SELECTED EXTRACT:
__________

Education the key to dealing with depression
Depression, on average, affects one in 10 people and chronic depression one in 20. The illness is no respecter of social class, talent, success or physical fitness. It frequently affects perfectionists who might struggle to meet self-imposed, unrealistically high standards. And those with fragile egos that demand the fuel of public approval.
So it should come as no surprise that top sportsmen are numbered among its sufferers. Yet it still does. And it’s a medical condition that’s as “real” and debilitating – and can take as long to get over – as a ruptured cruciate ligament.
Whether caused by emotional trauma or a spontaneously occurring chemical imbalance in the brain, depression – like any physical injury – becomes a significant problem when symptoms are not recognised and treated. In my experience, though, footballers are – for a host of reasons – pretty good at denial and cover-up. And bad at seeking help.
Which serves only to drive embryonic depression underground, where it can fester and develop. Admitting you have a mental health problem might, today, carry less of a stigma than it did in the past. But that stigma hasn’t been eradicated. It’s still alive and kicking, especially among those of us who prefer our idols without feet of clay. Those of us who are simply jealous … “Young men, in the prime of their lives, getting paid fortunes for ‘work’ that’s actually sport. Depressed? You’re having a laugh!”
Or footballing peers, perhaps even team-mates, who’d scorn such an admission as a sign of weakness and try to gain a competitive advantage. It’s still a pretty macho and emotionally immature environment, after all. And those of us, particularly in the media, who insist that such sports stars must also be something for which most are manifestly not qualified – the role model.
Top sportsmen, particularly footballers, can quickly become “celebrities”. Some will blatantly have used their footballing talent as a means of gaining fame and celebrity. So the last thing they would want is for “bad publicity” to destroy or taint that celebrity status – their passport to adulation, power and riches.
Other sportsmen not as concerned with celebrity still don’t want to risk losing a comfortable lifestyle. A few will have greedy agents, advisors and “hangers-on” who, even if they do recognise signs of depression, will dissuade their “cash cow” from going public – yes, it’s true. And some – on the “ostrich” principle – will simply be scared of what they feel, soldier on and pray that the blues they experience will somehow just evaporate.

__________

WORK TO BE COMPLETED: According to the article on depression, what proportion of people does chronic depression affect on average?

Saved entries:

__________

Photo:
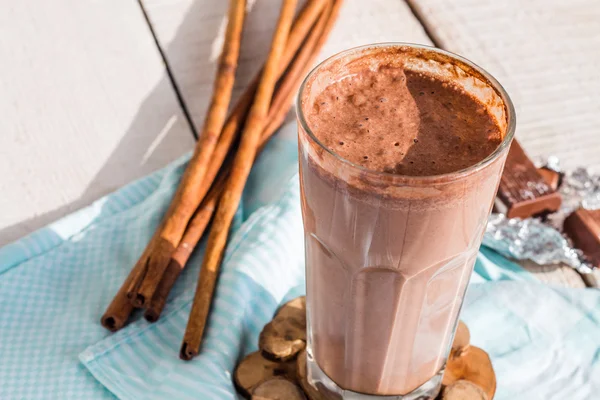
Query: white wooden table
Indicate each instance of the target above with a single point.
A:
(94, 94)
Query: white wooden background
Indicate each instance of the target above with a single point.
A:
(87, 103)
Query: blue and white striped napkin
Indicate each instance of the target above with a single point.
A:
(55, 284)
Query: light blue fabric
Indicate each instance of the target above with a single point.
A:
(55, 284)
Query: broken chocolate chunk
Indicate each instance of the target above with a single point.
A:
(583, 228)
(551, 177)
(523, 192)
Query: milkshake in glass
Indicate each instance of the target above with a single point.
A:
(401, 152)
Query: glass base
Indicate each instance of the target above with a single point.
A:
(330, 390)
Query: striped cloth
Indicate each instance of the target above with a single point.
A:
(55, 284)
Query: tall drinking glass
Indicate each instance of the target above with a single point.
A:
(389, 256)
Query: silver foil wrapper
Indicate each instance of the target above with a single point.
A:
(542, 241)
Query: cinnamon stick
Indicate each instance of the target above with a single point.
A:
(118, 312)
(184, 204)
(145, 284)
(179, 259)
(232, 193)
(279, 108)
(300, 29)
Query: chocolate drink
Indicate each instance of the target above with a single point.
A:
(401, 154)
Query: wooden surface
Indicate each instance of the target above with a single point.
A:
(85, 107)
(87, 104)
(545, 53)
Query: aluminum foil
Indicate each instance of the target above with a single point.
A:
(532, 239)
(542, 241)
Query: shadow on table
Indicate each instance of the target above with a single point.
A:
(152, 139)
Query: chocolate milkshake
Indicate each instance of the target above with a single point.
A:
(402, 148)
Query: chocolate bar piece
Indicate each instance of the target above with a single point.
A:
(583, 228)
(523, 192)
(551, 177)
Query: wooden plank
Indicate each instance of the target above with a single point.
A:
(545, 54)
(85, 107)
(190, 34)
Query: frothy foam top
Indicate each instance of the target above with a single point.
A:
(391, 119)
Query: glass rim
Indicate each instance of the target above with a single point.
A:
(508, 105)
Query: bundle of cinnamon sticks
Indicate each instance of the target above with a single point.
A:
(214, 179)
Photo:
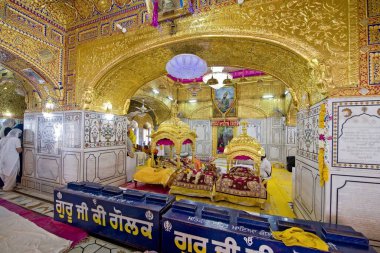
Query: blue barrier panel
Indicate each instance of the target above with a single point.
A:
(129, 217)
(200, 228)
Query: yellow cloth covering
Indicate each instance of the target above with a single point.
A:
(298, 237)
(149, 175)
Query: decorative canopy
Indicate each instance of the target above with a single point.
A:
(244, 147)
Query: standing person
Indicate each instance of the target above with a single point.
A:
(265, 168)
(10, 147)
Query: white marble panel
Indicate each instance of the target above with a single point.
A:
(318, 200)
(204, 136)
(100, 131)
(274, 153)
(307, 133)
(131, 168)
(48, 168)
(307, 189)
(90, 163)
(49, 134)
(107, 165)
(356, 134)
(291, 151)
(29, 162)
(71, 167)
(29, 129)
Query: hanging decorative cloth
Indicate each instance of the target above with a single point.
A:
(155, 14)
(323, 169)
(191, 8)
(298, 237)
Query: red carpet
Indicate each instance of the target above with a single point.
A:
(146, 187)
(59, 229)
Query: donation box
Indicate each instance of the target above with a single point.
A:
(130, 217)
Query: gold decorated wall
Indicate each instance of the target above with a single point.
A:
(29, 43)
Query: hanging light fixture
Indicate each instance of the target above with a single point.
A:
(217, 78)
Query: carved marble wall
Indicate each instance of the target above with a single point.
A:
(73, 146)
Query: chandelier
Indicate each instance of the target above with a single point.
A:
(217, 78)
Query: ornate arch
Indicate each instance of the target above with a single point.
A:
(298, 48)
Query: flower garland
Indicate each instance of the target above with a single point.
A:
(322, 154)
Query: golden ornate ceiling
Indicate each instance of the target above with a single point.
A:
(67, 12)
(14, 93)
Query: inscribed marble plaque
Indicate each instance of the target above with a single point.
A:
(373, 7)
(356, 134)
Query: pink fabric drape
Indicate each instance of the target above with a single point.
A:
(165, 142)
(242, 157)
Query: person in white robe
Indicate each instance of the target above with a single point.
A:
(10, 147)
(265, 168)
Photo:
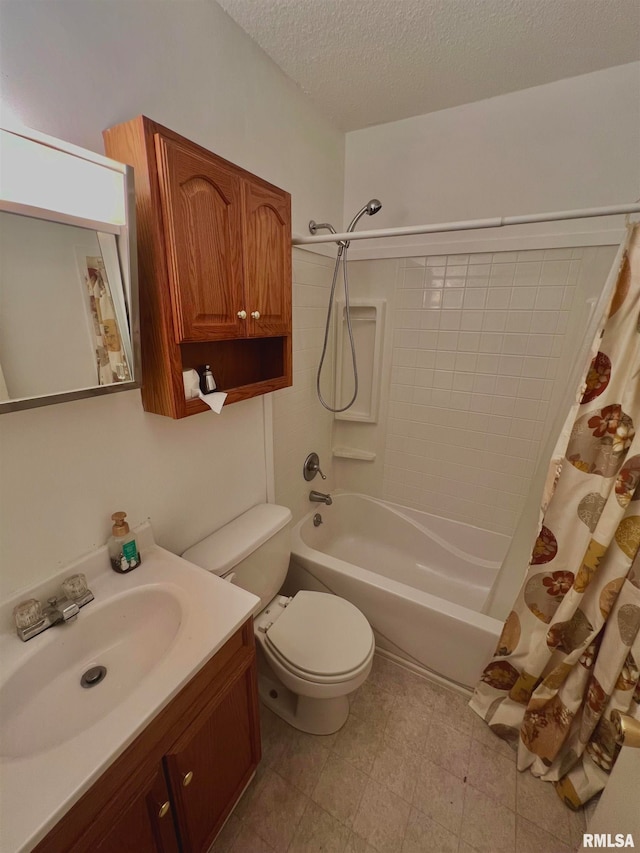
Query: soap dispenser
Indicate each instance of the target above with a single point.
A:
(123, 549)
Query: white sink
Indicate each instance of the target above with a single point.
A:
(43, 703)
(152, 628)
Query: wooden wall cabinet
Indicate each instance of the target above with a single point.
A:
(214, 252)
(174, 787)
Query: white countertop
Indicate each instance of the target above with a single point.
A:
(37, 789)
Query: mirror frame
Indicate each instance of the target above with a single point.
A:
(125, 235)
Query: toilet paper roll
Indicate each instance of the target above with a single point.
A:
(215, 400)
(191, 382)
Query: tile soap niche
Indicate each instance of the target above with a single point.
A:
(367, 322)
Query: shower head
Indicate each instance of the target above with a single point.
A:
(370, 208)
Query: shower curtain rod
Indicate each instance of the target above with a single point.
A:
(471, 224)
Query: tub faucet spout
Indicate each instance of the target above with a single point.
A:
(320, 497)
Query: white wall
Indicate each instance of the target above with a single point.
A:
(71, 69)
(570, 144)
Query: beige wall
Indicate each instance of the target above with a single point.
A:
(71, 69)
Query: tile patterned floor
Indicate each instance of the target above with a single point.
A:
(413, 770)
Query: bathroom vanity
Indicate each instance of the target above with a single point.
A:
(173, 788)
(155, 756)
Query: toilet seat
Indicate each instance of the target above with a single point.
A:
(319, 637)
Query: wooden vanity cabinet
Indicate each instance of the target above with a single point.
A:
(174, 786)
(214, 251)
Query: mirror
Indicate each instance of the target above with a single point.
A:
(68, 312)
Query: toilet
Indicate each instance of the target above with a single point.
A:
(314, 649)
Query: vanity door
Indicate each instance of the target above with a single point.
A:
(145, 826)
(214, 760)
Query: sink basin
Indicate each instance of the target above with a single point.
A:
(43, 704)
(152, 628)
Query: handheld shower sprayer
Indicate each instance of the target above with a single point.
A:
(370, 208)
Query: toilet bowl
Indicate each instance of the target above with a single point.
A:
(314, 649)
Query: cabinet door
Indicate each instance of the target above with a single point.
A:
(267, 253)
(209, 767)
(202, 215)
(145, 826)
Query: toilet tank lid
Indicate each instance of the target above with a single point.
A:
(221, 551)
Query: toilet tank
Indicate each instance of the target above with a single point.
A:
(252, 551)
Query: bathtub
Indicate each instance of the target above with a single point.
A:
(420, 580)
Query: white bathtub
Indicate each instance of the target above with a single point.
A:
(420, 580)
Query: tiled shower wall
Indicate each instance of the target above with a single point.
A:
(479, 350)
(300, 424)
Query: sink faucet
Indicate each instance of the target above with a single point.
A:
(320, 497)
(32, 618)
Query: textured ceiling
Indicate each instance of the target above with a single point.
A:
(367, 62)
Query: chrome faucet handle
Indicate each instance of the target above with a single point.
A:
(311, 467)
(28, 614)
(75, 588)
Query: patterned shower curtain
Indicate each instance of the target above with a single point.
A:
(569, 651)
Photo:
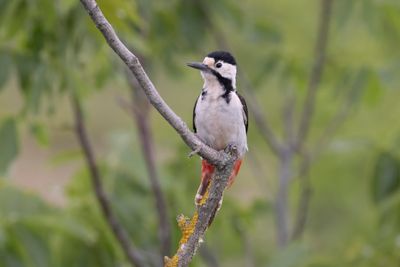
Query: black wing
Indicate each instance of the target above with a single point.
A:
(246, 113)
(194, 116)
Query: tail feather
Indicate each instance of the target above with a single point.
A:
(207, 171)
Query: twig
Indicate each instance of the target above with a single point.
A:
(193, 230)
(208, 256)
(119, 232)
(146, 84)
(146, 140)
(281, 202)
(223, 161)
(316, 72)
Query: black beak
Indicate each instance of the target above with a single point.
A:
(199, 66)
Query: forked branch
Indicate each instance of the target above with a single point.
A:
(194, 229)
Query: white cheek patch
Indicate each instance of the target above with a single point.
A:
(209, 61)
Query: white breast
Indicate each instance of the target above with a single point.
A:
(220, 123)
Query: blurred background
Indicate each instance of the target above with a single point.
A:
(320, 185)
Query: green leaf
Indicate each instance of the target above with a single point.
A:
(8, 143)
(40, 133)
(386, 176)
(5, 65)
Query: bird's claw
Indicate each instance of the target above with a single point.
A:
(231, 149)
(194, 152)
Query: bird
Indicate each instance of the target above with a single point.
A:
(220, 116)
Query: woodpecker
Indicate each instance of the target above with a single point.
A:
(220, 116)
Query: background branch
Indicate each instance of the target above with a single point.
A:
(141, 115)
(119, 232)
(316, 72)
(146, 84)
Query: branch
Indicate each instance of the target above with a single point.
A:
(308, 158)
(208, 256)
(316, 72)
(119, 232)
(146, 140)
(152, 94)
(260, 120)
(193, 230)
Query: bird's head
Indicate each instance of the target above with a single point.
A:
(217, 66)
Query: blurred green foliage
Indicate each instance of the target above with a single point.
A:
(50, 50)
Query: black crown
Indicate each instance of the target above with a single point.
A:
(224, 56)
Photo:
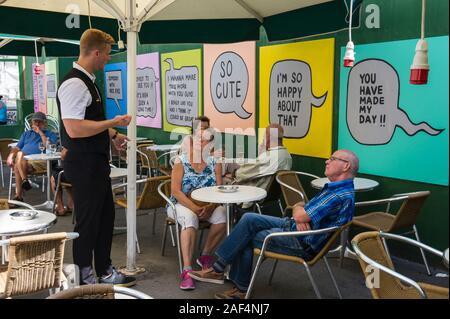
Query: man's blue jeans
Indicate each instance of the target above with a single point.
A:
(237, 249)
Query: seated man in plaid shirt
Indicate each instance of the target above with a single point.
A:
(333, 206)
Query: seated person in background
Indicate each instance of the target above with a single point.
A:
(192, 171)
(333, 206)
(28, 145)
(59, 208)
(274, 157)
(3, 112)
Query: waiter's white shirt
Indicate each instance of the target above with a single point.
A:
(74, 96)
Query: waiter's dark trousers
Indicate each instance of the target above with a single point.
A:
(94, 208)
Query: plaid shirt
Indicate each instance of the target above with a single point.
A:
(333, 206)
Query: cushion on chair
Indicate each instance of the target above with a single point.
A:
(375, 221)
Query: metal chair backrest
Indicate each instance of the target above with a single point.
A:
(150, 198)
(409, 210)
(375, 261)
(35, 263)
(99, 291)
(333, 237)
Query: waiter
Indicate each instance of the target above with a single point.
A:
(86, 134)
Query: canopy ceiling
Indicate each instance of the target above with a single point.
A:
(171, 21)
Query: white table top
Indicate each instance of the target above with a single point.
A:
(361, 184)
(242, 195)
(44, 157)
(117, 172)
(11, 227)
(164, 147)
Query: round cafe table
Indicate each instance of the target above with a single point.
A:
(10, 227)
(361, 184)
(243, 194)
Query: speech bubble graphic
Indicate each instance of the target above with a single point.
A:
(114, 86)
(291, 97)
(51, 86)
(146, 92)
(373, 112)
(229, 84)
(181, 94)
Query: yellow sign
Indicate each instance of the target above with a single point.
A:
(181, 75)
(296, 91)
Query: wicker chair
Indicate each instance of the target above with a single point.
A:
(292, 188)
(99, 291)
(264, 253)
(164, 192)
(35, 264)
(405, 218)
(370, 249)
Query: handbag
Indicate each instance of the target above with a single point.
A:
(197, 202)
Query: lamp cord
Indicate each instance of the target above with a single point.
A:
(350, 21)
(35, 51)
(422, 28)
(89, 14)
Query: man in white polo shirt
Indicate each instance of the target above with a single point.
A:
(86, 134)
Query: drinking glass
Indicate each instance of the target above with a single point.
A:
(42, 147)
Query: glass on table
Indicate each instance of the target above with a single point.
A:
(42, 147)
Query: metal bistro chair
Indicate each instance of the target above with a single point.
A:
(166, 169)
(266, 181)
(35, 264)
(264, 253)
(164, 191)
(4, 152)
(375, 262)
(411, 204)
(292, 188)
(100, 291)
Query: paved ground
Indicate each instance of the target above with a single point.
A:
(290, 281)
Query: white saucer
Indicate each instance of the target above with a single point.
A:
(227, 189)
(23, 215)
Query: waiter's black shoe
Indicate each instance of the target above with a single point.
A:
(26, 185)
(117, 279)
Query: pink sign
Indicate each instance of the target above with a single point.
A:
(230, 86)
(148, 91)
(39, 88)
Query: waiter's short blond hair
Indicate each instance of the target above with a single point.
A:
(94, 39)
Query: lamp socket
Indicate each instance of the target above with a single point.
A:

__________

COMPLETED TASK: One in 20 people.